▶ [Task brief]: Turn everything in the listing below, from the line containing "</instance>" down to the line containing "3V1L67 2ZM83 2L82", into a numbered list, leaving out any blank lines.

____

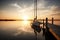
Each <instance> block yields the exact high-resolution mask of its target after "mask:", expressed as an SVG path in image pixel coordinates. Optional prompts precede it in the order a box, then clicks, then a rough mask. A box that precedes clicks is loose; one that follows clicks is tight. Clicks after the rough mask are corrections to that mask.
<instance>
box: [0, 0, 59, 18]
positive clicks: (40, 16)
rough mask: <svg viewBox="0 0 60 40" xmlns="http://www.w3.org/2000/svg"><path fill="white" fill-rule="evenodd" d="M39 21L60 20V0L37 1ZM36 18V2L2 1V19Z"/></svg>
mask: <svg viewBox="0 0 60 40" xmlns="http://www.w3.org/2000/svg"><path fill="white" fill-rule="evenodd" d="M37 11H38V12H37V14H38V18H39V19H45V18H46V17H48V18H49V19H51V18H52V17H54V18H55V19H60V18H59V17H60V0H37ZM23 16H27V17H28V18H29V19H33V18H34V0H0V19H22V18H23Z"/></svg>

____

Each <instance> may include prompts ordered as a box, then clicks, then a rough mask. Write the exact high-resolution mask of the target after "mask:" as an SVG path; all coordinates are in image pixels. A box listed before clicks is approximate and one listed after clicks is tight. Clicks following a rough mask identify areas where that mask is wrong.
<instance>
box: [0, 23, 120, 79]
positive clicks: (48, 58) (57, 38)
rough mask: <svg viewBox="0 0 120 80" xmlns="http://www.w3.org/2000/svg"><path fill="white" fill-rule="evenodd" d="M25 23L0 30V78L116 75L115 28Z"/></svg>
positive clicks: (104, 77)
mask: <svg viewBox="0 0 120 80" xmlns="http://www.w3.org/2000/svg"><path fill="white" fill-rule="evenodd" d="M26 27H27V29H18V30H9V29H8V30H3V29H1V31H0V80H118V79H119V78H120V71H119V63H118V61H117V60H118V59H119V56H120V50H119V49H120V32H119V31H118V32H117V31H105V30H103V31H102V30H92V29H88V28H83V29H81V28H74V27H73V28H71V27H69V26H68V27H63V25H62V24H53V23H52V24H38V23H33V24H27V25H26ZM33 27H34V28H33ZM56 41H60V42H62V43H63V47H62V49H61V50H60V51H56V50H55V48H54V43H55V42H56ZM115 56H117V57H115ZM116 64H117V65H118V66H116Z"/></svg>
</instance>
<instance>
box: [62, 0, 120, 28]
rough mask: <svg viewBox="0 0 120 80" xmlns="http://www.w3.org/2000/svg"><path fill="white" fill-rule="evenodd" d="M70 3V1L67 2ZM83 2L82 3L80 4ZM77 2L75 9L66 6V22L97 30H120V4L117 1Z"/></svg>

____

▶ [Solution to this task]:
1. </instance>
2. <instance>
3. box: [62, 0, 120, 28]
4. rough mask: <svg viewBox="0 0 120 80" xmlns="http://www.w3.org/2000/svg"><path fill="white" fill-rule="evenodd" d="M70 3V1L67 2ZM83 2L82 3L80 4ZM77 2L75 9L66 6V22L97 30H120V4L117 1Z"/></svg>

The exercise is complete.